## BEGIN Reading text

It should be ridiculous, but it’s actually quite good.

The Grey - posterAt its core, there is very little new to be found in 2011’s The Grey. An individual with a troubled past is forced by circumstance to lead a rag-tag band of comrades in a fight for survival. The story is familiar, but that does not necessarily mean it is boring. Solid performances combined with stylish and compelling direction make The Grey imminently watchable. Director Joe Carnahan, whose previous successes include the post-Tarantino (but still surprisingly good) Smokin’ Aces and the big loud n’ fun The A-Team, brings an eye for location and a knack for making our heroes’ desperation palpable.

The movie is about a team of oil workers leaving their remote Alaskan refinery for a well-deserved 2-week vacation. Their plane crashes in the middle of a snowdrift-covered Alaskan plain, killing most of the passengers. The remaining few must figure out how to survive starvation, hypothermia, in-fighting, and a pack of wild wolves. Big ones. With, like… teeth and stuff. The survivors are, predictably, picked off one by one as the group makes its way to the perceived shelter of a nearby forest.

The position of de facto leader falls to Ottway (Liam Neeson), a marksman whose job(?) at the refinery was to shoot wolves that get too close to the oil workers and their equipment. Ottway is tough as nails, but is haunted to the point of attempted suicide by visions of his wife. I guess Ottway’s job as a wolf sniper gives the movie an excuse to have him later speak authoritatively about wolves and their habits. But this is a mere peccadillo; the story is well-paced and quite compelling. Even Ottway’s speechifyin’ in the second act is less eye-rolly than one might expect. The climax of the story was, for whatever marketing reason, given away in the movie’s trailer, wherein Ottway attaches broken mini-bar bottles to his knuckles and prepares to fight the wolves in hand-to-paw combat.

Performances and story aside, among the movie’s greatest achievements is its sound design. I had the advantage of watching it at home, on a fair-to-middling 5.1 digital surround-sound system. The wolves’ growls and grunts were well-placed in the soundscape and were actually quite chilling at times. The relentless howl of the wind and snow storms made each scene feel all the more desperate. I’ve heard it said that good movie sound often goes unnoticed, but great movie sound usually stands out. I definitely rate the sound in The Grey “remarkable” in every sense of the word.

It’s easy to write off a movie like The Grey with a scoff like, “Liam Neeson is… the Wolfpuncher.” But to do so means you miss out on all the great things that went into (and came out of) this movie. Carnahan’s work to date has been admirable, and he certainly lends a stylish sheen to what could have been a very boring chase movie. Couple that with Neeson’s always top-shelf performance, and the great sound design, and you’ve got one thoroughly entertaining popcorn-chomper.

## END Reading text
## BEGIN Given entries

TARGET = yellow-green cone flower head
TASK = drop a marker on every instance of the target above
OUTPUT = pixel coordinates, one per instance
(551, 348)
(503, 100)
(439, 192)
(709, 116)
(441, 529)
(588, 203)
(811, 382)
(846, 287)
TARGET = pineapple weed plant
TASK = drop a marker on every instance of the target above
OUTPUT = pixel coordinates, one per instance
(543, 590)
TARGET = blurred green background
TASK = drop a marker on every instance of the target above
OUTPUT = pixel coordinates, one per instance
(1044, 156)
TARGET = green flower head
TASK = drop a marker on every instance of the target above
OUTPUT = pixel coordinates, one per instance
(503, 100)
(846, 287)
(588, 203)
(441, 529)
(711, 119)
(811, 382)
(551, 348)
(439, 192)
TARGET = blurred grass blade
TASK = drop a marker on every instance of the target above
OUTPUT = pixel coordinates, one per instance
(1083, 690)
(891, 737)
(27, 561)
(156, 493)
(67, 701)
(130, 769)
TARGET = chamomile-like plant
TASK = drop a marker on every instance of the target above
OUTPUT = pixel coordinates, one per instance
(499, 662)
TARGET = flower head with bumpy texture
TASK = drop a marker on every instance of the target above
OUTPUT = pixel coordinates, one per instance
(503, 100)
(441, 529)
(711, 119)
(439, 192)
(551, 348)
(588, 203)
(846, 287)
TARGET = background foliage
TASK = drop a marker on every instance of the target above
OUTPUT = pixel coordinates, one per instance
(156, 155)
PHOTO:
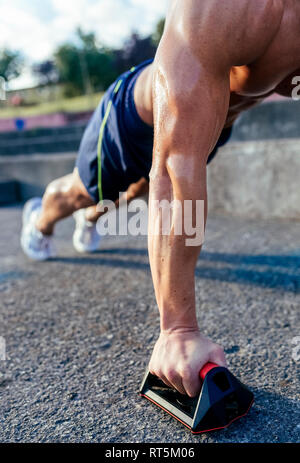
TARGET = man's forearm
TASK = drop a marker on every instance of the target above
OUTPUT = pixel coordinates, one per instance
(172, 261)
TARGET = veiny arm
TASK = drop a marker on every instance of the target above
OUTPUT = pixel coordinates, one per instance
(190, 106)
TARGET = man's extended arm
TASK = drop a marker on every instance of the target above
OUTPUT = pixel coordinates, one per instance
(190, 108)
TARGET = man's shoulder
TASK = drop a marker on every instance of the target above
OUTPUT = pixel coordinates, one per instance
(238, 30)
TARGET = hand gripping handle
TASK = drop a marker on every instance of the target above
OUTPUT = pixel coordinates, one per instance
(207, 367)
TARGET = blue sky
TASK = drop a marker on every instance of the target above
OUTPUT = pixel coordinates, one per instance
(36, 27)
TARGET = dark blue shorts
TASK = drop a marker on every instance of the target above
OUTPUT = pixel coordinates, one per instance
(116, 148)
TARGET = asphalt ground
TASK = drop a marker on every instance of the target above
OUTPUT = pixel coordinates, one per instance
(79, 331)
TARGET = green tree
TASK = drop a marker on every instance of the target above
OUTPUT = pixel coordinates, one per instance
(11, 63)
(86, 66)
(157, 34)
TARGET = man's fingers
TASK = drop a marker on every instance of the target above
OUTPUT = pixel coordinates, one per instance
(176, 381)
(218, 357)
(191, 384)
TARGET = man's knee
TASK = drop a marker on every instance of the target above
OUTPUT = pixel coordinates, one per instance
(66, 190)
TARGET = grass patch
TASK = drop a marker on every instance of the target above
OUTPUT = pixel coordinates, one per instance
(70, 105)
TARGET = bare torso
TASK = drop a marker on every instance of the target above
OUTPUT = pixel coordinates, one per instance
(271, 72)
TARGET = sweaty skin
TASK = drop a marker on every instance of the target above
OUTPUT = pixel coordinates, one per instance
(215, 60)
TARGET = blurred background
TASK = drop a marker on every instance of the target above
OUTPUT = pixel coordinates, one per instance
(56, 60)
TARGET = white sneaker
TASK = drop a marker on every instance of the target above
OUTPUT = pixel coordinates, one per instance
(85, 237)
(34, 244)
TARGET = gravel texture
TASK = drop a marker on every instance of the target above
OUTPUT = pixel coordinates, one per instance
(79, 332)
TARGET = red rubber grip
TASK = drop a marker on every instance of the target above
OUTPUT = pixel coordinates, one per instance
(207, 367)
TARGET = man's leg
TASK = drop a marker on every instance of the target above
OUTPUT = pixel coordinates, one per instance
(62, 198)
(135, 190)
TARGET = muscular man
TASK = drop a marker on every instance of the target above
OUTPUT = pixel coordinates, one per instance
(216, 59)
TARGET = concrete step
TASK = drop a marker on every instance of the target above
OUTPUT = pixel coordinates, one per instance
(9, 192)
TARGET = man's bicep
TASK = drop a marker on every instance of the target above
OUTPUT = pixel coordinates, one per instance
(190, 109)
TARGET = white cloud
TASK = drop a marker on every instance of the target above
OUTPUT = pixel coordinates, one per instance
(25, 25)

## END Given entries

Exercise set
1/ Answer these questions using the film review of The Grey:
(a) How long is the vacation the oil workers are leaving for?
(b) What was Ottway's job at the refinery?
(c) On what kind of sound system did the reviewer watch the movie?
2/ According to the film review of The Grey, why does the movie's familiar story not make it boring? Answer in one to three sentences.
The items above have no connection to the film review.

Per-task outputs
1/
(a) Two weeks.
(b) He was a marksman who shot wolves that came too close to the oil workers and their equipment.
(c) A fair-to-middling 5.1 digital surround-sound system.

2/ Solid performances combined with stylish and compelling direction make the movie watchable. Director Joe Carnahan brings an eye for location and a knack for making the heroes' desperation palpable.